» Task
In the answer, give the entries below exactly, from the first line through the line with "Trace the outline of every instance of the fawn's", with every picture omitted.

Provided information Start Marker

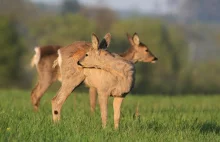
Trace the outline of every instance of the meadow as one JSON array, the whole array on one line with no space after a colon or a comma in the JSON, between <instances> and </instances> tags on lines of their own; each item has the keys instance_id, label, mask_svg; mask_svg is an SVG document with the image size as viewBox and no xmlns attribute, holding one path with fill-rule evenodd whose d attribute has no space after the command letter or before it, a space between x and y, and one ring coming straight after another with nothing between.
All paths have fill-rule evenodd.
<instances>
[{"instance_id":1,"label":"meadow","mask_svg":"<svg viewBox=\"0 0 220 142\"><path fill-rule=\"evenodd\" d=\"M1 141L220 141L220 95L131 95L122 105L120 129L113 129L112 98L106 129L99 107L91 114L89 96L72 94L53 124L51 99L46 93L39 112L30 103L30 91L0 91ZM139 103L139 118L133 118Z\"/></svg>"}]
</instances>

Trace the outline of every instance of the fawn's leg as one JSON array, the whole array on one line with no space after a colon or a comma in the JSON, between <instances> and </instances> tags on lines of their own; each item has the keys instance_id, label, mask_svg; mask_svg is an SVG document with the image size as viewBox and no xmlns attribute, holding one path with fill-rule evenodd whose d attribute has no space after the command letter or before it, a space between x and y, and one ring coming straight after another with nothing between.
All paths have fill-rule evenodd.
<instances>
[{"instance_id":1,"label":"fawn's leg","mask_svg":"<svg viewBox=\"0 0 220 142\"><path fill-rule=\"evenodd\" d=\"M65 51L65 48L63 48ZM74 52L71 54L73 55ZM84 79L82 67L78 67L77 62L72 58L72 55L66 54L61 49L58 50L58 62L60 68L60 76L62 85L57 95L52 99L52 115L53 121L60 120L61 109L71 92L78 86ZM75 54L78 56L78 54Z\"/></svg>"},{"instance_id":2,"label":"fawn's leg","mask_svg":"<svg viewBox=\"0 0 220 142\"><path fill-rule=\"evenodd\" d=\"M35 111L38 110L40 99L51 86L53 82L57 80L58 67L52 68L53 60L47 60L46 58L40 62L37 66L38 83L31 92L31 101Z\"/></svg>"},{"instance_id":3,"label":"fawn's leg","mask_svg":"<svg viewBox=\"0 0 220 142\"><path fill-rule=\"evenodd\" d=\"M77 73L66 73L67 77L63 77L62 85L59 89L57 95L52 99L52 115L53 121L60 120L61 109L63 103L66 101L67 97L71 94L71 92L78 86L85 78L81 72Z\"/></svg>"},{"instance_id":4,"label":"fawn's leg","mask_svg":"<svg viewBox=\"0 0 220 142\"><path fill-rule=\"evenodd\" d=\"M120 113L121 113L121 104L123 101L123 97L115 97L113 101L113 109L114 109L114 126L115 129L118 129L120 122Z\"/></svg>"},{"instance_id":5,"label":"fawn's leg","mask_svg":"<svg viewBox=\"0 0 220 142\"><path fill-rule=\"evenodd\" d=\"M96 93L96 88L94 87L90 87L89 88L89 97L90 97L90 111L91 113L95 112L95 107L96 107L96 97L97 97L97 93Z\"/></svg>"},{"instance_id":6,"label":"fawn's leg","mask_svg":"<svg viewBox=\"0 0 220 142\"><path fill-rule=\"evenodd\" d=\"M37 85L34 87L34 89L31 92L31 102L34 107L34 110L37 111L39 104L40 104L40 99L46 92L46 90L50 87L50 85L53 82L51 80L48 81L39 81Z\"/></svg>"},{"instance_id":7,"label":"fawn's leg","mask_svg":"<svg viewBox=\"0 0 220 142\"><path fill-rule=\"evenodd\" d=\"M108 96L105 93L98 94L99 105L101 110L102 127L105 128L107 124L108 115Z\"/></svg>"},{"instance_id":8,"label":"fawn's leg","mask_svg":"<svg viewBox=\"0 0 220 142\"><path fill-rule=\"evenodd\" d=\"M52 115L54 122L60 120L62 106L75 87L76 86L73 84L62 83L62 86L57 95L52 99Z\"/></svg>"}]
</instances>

Provided information End Marker

» Exercise answer
Trace the outline of every instance of the meadow as one JSON array, the whole array on one line with no space after a colon or a comma in the JSON, between <instances> and </instances> tags on lines of their own; each item has the keys instance_id, label, mask_svg; mask_svg is an SVG document with the image size as viewBox and no xmlns attribute, holding one path with fill-rule evenodd whose d attribute has no space after the command letter or before it, a space between x and y, and one ring coming straight after another with nothing between.
All paths have fill-rule evenodd.
<instances>
[{"instance_id":1,"label":"meadow","mask_svg":"<svg viewBox=\"0 0 220 142\"><path fill-rule=\"evenodd\" d=\"M1 141L220 141L220 95L131 95L122 105L120 129L113 129L112 98L106 129L99 107L91 114L89 96L72 94L53 124L51 99L46 93L39 112L30 103L30 91L0 91ZM139 103L139 118L133 118Z\"/></svg>"}]
</instances>

Trace the outline of every instance of the fawn's leg as one JSON array, the whole array on one line with no space after a colon or a comma in the JSON, between <instances> and </instances> tags on lines of their own; each item has the keys instance_id, label, mask_svg; mask_svg is an SVG document with the image size as viewBox and no xmlns attribute, holding one path with fill-rule evenodd whose d attribute has no space after the command letter or before it, a space between x and y, and one ring coming straight after another with nothing between.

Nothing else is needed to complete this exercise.